[Begin THE RECORDS]

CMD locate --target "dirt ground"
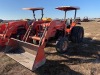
[0,22,100,75]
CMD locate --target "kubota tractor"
[5,6,84,71]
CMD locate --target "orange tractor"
[5,6,84,71]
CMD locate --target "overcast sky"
[0,0,100,19]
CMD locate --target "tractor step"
[5,38,46,71]
[6,52,36,70]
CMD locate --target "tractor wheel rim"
[62,42,68,51]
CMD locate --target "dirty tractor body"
[0,21,28,47]
[5,6,83,71]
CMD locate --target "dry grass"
[0,22,100,75]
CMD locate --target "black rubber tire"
[56,37,68,53]
[70,26,84,43]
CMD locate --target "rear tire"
[16,29,26,40]
[56,37,68,53]
[70,26,84,43]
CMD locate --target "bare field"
[0,22,100,75]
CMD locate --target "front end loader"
[5,6,83,71]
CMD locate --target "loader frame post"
[41,10,44,20]
[64,11,67,21]
[74,10,77,21]
[33,10,36,21]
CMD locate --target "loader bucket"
[5,38,46,71]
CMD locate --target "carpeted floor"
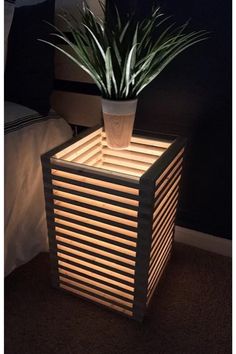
[5,244,231,354]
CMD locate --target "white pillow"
[4,1,15,67]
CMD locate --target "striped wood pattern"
[42,128,186,321]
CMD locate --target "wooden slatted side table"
[42,127,185,321]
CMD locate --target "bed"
[4,0,73,275]
[4,102,72,275]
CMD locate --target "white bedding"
[4,102,72,275]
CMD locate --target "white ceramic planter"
[102,99,138,149]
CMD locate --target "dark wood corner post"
[41,154,59,288]
[133,176,155,322]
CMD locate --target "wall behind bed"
[51,0,102,127]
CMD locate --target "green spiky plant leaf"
[41,3,207,100]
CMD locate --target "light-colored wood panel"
[54,208,137,239]
[57,243,134,275]
[54,200,138,228]
[56,235,135,266]
[58,260,134,292]
[57,251,134,283]
[103,146,158,164]
[58,268,134,300]
[55,223,136,257]
[52,180,138,207]
[51,169,139,195]
[60,284,133,316]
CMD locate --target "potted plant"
[40,3,206,149]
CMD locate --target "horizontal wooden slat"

[End THE RECORDS]

YOUR TASK: Filter the entries above and copy every line that contains the string "wooden". Treat the match as case-sensitive.

REPLY:
CMD locate --target "wooden slatted side table"
CMD locate --target "horizontal wooden slat"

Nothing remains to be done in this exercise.